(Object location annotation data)
----------

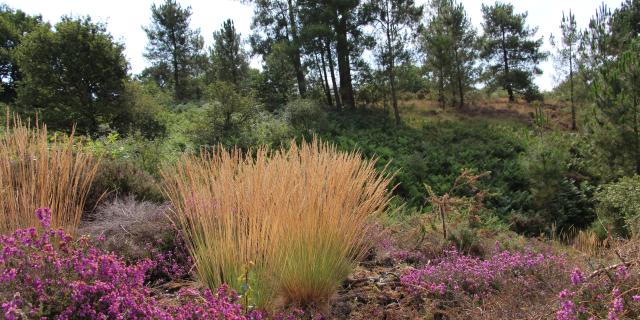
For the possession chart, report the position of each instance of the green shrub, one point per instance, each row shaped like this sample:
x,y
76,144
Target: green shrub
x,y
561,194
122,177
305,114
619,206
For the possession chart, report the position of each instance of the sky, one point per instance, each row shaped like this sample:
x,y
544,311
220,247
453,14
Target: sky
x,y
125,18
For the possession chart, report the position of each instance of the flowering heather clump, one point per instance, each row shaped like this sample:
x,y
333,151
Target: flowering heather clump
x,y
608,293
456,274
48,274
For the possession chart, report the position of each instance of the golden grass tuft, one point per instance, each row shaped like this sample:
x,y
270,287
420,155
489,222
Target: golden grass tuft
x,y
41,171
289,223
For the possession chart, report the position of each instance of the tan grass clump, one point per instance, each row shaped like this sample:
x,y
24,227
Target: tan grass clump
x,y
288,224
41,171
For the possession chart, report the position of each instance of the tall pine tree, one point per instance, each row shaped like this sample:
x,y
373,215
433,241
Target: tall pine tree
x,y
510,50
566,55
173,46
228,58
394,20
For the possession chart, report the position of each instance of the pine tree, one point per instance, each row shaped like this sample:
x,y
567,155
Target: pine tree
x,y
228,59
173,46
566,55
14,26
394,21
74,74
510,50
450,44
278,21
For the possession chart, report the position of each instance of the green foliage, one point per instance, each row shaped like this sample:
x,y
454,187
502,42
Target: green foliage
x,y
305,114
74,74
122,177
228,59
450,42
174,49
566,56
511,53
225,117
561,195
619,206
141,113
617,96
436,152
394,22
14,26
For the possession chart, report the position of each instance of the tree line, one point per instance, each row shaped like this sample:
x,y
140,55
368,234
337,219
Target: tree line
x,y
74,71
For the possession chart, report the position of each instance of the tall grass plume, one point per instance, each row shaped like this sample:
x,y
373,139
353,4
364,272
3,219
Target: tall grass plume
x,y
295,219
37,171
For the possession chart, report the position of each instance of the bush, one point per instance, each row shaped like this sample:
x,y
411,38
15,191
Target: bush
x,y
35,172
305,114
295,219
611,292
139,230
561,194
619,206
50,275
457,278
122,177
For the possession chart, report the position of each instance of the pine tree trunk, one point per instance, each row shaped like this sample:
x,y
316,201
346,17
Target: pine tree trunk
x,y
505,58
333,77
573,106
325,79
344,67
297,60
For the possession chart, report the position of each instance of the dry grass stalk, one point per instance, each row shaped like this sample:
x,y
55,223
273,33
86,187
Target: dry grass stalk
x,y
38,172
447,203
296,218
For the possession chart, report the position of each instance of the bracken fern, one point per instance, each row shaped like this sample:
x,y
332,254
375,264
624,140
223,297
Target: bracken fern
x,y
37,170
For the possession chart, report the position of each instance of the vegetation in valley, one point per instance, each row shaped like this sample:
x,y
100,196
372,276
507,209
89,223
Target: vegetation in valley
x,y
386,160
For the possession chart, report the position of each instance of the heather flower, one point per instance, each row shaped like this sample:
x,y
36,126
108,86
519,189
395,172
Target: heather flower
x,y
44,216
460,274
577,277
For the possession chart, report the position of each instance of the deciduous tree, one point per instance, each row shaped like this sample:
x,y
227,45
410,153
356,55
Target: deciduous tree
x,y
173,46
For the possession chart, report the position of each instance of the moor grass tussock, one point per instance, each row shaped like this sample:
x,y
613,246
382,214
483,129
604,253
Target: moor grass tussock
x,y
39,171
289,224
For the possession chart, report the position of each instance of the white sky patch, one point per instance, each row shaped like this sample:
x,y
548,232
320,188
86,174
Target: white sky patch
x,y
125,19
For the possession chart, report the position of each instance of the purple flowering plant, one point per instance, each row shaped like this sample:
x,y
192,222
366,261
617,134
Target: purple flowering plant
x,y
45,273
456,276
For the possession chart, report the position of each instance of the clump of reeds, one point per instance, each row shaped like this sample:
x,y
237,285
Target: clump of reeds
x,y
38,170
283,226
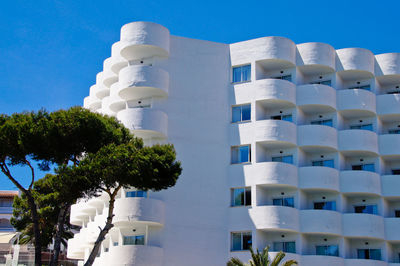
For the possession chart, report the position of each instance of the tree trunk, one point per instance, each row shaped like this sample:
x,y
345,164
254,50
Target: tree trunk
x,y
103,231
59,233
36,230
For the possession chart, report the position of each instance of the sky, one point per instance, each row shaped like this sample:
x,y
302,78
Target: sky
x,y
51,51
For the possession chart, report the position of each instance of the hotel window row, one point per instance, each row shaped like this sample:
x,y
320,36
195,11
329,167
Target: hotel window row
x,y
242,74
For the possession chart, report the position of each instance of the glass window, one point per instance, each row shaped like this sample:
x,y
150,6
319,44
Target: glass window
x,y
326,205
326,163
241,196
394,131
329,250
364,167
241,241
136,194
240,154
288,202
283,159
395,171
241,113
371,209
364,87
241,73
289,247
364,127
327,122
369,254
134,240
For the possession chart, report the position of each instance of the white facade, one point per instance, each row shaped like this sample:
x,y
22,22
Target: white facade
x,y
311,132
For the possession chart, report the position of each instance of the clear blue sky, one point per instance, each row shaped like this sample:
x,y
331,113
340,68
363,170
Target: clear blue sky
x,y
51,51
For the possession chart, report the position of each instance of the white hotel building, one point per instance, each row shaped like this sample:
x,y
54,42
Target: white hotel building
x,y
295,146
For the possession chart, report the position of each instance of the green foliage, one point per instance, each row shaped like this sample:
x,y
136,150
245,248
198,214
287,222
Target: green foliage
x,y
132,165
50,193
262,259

----------

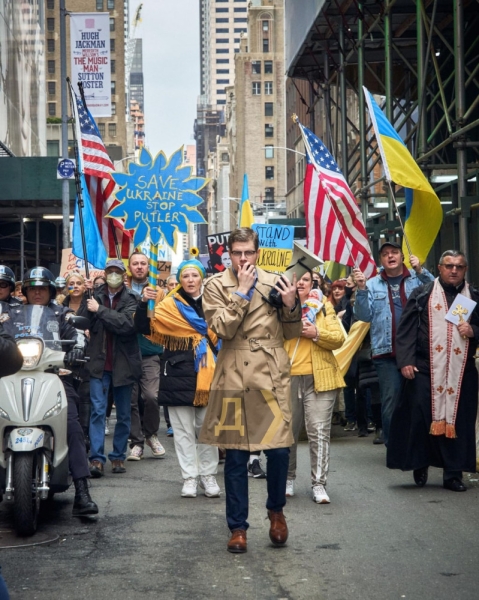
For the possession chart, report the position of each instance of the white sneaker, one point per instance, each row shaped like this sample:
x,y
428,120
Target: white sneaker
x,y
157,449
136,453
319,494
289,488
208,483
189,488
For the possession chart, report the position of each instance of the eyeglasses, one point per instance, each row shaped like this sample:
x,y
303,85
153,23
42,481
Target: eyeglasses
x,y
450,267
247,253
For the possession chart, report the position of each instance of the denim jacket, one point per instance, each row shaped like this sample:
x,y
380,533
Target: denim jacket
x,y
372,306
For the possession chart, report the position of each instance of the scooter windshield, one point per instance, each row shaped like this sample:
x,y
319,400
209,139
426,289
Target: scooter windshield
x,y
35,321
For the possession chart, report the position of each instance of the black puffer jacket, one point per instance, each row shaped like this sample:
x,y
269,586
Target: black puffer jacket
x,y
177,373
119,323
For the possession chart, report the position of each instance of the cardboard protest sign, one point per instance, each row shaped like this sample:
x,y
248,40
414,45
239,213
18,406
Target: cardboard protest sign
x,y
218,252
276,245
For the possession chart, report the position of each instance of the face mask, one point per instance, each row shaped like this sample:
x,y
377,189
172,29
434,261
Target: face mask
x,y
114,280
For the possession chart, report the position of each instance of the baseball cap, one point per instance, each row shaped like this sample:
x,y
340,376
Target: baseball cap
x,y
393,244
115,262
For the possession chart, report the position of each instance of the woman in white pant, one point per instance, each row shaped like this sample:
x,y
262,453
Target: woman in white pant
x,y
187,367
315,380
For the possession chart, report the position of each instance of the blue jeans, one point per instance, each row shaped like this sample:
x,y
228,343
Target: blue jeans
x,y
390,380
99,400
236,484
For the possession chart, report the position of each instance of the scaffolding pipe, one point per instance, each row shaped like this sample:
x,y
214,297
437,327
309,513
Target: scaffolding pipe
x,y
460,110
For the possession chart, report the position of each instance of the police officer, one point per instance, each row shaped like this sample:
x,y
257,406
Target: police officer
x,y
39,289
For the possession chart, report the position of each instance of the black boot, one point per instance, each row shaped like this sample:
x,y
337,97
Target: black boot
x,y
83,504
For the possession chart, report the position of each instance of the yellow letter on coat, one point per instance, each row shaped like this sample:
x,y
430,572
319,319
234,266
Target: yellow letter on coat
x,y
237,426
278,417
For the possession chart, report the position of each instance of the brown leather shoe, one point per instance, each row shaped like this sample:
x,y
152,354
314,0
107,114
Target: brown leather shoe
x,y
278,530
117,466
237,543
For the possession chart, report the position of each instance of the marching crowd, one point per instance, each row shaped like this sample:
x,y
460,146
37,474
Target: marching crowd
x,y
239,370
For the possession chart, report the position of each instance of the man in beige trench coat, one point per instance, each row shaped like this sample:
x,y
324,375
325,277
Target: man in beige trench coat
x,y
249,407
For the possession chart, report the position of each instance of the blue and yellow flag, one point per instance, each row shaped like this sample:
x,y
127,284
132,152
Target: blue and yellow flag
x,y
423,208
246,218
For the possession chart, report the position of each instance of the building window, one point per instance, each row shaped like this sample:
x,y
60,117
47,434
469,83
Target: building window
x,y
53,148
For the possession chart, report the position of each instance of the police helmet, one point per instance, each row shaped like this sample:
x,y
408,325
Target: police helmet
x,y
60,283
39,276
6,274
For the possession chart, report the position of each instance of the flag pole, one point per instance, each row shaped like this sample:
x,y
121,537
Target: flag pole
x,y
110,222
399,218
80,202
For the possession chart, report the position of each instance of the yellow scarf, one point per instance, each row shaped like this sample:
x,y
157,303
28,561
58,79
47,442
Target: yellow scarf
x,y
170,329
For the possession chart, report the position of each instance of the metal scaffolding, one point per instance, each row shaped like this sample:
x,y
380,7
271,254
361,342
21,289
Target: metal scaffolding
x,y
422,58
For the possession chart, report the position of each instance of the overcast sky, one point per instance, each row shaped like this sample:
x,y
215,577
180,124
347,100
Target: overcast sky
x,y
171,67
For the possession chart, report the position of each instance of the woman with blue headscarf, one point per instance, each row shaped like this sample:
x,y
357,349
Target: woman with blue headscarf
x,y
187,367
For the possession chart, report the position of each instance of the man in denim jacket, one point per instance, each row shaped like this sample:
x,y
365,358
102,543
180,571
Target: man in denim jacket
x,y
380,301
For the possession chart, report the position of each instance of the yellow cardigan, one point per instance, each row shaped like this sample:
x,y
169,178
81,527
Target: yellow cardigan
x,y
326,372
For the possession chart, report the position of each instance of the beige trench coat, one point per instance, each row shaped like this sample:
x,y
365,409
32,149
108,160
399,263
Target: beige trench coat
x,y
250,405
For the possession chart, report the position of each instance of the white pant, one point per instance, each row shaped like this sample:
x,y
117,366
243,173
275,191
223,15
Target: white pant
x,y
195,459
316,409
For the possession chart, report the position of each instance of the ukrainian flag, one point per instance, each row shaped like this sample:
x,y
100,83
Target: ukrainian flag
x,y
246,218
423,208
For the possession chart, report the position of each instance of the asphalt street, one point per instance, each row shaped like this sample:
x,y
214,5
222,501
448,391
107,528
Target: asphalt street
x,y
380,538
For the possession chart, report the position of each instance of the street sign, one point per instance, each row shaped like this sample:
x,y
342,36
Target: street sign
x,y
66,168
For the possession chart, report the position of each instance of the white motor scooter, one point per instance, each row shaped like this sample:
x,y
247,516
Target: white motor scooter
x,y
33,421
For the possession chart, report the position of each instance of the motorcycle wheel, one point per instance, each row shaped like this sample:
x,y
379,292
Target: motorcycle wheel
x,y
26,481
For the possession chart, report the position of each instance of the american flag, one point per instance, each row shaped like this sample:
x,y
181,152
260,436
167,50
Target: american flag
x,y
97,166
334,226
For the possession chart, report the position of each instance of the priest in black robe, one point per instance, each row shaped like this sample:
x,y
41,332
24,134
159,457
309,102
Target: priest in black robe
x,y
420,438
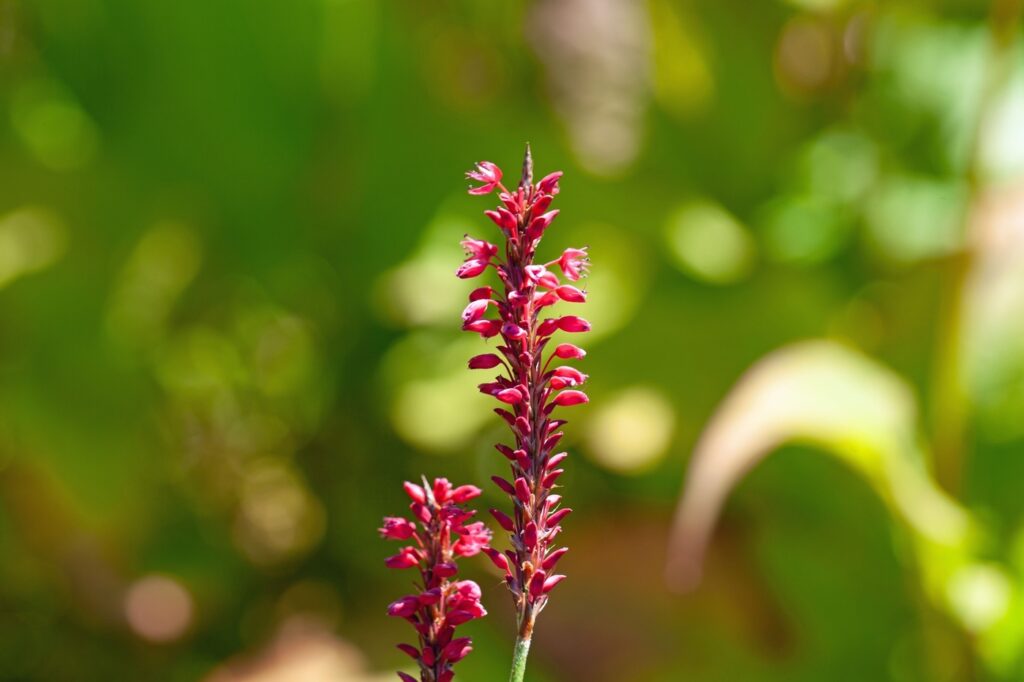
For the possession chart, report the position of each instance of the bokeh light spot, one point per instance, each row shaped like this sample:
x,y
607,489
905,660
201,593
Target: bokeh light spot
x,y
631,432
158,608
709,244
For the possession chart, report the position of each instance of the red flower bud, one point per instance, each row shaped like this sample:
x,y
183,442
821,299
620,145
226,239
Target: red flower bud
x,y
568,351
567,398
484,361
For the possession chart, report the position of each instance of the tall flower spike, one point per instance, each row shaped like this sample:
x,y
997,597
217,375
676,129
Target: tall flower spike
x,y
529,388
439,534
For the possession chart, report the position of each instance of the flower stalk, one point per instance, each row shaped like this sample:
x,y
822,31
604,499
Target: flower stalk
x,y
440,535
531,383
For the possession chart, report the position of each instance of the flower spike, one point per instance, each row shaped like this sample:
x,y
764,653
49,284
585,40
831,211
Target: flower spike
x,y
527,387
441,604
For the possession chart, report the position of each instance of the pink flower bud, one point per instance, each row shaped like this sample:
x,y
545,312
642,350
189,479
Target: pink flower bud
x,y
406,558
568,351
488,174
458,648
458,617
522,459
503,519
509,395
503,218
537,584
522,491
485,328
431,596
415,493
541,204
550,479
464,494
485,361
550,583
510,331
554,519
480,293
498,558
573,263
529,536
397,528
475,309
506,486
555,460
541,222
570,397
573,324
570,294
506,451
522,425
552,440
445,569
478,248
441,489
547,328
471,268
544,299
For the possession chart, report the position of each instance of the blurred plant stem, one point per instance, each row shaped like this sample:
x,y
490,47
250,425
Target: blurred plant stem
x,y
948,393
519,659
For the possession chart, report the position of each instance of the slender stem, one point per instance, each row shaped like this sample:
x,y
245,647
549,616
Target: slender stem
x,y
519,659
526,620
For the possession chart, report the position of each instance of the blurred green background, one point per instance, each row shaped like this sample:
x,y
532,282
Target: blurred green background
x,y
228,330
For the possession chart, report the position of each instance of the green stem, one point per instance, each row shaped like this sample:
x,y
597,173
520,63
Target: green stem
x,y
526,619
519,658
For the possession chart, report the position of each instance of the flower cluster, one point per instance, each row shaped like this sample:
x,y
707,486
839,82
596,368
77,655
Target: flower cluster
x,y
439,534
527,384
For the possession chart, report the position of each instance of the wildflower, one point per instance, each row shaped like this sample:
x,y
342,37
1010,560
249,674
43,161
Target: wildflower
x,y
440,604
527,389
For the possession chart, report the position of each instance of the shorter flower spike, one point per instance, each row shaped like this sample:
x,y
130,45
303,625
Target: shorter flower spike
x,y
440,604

----------

Find every line in the items above that contains the word "face", and copy each of those lines. Case counts.

For the possession chart, report the position of each instance of the face mask, one point per instance, each row shaped like this sample:
Target: face mask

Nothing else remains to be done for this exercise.